Under the WHO criteria, there are two growth standards before and after 5 years old, using BMI z-scores to define overweight and obesity in our study. Before 5 years old, overweight and obesity are respectively defined as BMI z-scores >2 standard deviation (SD) and BMI z-score >3 SD . After 5 years old, overweight and obesity are respectively defined as BMI z-score >1 SD and BMI z-score >2 SD .
Under the IOTF criteria, overweight and obesity are respectively defined to pass through BMI of 25 kg/m2 and 30 kg/m2 at age 18 .
Under the China criteria, overweight and obesity are respectively defined to pass through BMI of 24 kg/m2 and 28 kg/m2 at age 18 .
Dietary and sleep definition
Dietary data included weekly frequency of sweet food, fast food and night meal intake, and eating speed. Sweet food is defined as food with high sugar (e.g. cake, sugar, dessert, and chocolate), and weekly intake frequency is sorted in every day, that is, often (3 to 4 times), none or once in a while. Fast food is defined as food with high energy and low nutrition (e.g. hamburger and French fries), weekly intake frequency is classified as often (3 to 4 times), and none or once in a while. Night meal is the same as the extra meal in a day, defined as eating some food within 2 hours before bedtime, and weekly intake frequency is consistent with sweet food. Eating speed is divided into fast (<15 min), moderate (15-30 min), and slow (≥30 min).
Sleep data contained sleep duration and bedtime. Sleep duration is classified as short (<8 hours), moderate (8-10 hours), and long (≥10 hours). Bedtime is categorized as bedtime before and after 11:00 pm.
All preschool-aged children were classified into two groups — the non-overweight group and the overweight and obesity group, according to three growth criteria mentioned above. Categorical and continuous variables were respectively described using count (percent) and median (interquartile range), and they were compared between two groups by using the Chi-squared test, t-test and rank-sum test where appropriate. Logistic regression analyses were adopted to identify significant risk factors associated with overweight or obesity before and after adjusting for age, gender, maternal BMI, paternal BMI, pregnancy BMI, birth length, birth weight, dietary and sleep habits. Effect-size estimates are expressed as OR and 95% CI.
To facilitate clinical explanation, a prediction nomogram was created using significant risk factors under three different growth criteria, and predictive accuracy was determined by concordance index (C-index) and defined as the area under the receiver operating characteristics curve.

→ What to produce
Update the study excerpt by rewriting everything from "All preschool-aged children" down to "and 95% CI.", replacing "Chi-squared test" with "chi-square test". Rely only on the study excerpt to answer.

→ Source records
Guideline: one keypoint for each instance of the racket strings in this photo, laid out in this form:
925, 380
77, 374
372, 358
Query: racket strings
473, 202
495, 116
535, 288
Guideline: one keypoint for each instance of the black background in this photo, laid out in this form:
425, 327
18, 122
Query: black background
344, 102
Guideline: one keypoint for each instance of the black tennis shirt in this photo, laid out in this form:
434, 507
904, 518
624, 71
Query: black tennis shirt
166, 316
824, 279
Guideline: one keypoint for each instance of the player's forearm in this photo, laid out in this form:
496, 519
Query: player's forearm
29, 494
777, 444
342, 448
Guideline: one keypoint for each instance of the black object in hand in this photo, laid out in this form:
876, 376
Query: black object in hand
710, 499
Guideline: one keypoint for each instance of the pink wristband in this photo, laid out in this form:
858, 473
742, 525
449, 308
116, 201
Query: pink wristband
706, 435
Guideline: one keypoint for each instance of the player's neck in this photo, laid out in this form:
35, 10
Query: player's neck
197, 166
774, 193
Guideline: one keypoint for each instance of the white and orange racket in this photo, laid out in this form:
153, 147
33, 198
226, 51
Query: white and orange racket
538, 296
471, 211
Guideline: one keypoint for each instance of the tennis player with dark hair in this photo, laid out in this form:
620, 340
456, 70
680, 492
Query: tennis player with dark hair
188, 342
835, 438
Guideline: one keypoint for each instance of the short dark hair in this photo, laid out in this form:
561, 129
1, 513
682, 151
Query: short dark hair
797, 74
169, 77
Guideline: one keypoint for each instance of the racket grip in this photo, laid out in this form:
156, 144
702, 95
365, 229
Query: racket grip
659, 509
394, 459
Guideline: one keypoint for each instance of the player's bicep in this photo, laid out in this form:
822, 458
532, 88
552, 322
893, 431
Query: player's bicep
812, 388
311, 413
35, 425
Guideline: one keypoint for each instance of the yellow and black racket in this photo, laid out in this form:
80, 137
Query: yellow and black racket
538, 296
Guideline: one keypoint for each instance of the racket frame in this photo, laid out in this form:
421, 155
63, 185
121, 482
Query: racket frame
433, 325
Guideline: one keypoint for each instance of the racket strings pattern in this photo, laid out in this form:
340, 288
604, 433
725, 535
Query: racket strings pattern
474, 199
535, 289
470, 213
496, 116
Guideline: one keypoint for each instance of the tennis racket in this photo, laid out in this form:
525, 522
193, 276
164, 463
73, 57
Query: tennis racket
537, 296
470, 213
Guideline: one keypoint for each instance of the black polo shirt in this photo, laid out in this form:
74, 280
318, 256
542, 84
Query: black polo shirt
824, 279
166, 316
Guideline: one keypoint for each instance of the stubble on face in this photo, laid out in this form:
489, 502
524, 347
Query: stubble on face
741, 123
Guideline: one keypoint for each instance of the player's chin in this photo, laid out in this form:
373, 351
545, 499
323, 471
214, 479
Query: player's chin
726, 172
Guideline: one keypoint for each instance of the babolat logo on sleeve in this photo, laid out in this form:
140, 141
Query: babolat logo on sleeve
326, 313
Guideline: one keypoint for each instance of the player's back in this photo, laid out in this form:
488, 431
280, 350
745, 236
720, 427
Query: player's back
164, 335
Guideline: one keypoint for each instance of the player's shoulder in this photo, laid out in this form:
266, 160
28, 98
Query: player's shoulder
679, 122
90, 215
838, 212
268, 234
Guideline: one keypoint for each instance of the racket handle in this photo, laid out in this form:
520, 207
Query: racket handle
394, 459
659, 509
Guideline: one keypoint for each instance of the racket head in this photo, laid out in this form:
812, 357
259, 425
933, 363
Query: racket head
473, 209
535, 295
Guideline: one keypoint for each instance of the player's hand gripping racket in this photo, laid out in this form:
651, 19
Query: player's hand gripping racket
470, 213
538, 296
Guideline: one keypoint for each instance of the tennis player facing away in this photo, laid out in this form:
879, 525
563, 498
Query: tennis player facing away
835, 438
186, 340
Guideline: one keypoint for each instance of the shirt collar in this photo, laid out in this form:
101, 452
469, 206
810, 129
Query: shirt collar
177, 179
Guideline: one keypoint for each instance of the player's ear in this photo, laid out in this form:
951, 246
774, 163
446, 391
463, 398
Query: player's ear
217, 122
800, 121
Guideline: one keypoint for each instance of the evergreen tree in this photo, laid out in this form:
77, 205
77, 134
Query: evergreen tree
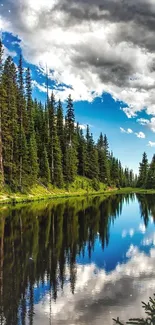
104, 168
151, 175
21, 117
31, 136
70, 155
2, 104
55, 155
143, 171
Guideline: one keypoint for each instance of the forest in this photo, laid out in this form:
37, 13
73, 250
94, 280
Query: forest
38, 143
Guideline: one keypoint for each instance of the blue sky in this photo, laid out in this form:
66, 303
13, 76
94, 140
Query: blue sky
102, 61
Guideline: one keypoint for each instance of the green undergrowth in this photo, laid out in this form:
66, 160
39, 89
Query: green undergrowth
82, 186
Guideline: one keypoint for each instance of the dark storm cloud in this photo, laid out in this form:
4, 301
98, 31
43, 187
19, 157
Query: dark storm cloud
102, 44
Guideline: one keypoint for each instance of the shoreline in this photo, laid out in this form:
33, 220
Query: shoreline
15, 198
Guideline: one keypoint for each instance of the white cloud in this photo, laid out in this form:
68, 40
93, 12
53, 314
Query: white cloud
151, 144
149, 123
128, 131
150, 240
140, 135
128, 111
68, 36
142, 228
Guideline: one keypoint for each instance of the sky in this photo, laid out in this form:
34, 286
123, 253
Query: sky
100, 52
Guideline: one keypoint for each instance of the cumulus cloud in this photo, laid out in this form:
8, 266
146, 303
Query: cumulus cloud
100, 296
92, 45
151, 144
140, 135
129, 131
149, 123
142, 228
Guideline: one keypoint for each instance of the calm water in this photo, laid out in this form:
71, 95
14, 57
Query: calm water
77, 261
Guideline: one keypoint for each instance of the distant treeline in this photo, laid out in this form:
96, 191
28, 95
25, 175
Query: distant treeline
37, 142
146, 177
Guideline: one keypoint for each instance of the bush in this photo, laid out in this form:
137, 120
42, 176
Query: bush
95, 184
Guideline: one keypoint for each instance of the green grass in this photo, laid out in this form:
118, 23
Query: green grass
82, 186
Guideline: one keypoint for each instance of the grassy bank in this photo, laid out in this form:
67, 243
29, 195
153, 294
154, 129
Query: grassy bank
81, 187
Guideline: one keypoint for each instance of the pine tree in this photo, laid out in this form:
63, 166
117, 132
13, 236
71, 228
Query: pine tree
150, 183
31, 136
70, 155
21, 109
2, 103
60, 126
143, 171
104, 170
81, 153
93, 167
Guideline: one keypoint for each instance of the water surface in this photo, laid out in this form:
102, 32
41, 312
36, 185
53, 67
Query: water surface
77, 261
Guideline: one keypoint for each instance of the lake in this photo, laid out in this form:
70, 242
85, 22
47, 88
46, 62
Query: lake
77, 261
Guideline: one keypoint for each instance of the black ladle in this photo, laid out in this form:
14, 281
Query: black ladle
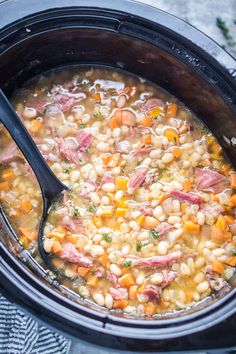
50, 185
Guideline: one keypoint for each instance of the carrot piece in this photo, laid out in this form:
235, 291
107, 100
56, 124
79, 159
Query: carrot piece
36, 125
8, 174
187, 185
176, 151
171, 110
104, 260
171, 134
191, 227
92, 281
120, 304
146, 121
229, 219
126, 280
231, 261
150, 309
133, 290
217, 267
147, 139
82, 271
221, 223
115, 120
5, 186
26, 206
121, 183
29, 233
233, 180
56, 247
233, 199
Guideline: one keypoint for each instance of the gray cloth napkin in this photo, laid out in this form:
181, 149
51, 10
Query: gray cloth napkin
20, 334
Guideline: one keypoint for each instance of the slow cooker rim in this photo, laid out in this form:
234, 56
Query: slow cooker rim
171, 320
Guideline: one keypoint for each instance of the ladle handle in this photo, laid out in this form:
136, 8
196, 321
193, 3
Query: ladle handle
48, 182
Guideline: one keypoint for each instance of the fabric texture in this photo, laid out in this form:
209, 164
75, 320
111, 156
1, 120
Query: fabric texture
20, 334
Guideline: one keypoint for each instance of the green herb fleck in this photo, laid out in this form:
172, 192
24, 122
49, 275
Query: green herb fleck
154, 234
138, 246
107, 238
76, 212
92, 208
127, 264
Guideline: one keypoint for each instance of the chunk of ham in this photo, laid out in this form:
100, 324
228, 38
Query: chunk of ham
73, 224
151, 103
9, 154
157, 261
191, 198
138, 178
71, 254
210, 181
71, 154
119, 294
164, 228
84, 139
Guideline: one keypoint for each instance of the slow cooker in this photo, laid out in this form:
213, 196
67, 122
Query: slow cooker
37, 36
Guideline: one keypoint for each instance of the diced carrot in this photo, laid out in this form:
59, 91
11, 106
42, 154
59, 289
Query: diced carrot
4, 186
231, 261
218, 236
121, 183
191, 227
82, 271
171, 134
171, 110
72, 239
146, 121
154, 113
133, 290
104, 260
216, 148
36, 125
8, 174
150, 309
221, 223
115, 120
229, 219
233, 180
56, 247
126, 280
147, 139
120, 304
187, 185
176, 151
121, 211
92, 281
31, 234
233, 199
140, 220
26, 206
217, 267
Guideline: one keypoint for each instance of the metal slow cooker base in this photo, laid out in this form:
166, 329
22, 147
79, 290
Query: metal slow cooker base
37, 36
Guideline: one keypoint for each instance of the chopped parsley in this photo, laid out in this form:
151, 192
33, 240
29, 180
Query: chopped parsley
92, 208
107, 238
154, 234
138, 246
76, 212
127, 264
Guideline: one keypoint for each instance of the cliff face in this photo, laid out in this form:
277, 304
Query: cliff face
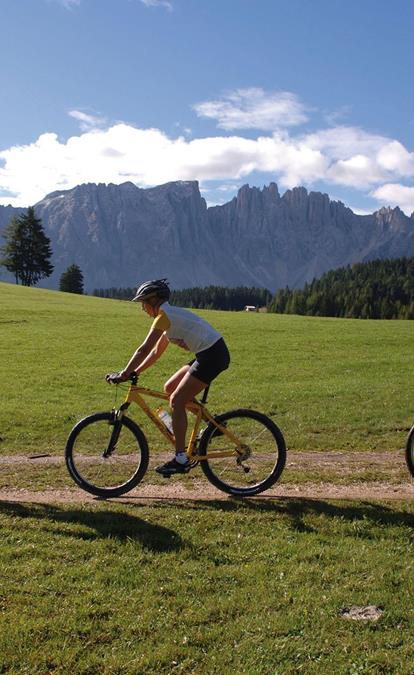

→ Response box
All preschool-aged children were classified into two groups — the non-overweight group and the overweight and obesity group, according to three growth criteria mentioned above. Categorical and continuous variables were respectively described using count (percent) and median (interquartile range), and they were compared between two groups by using the chi-square test, t-test and rank-sum test where appropriate. Logistic regression analyses were adopted to identify significant risk factors associated with overweight or obesity before and after adjusting for age, gender, maternal BMI, paternal BMI, pregnancy BMI, birth length, birth weight, dietary and sleep habits. Effect-size estimates are expressed as OR and 95% CI.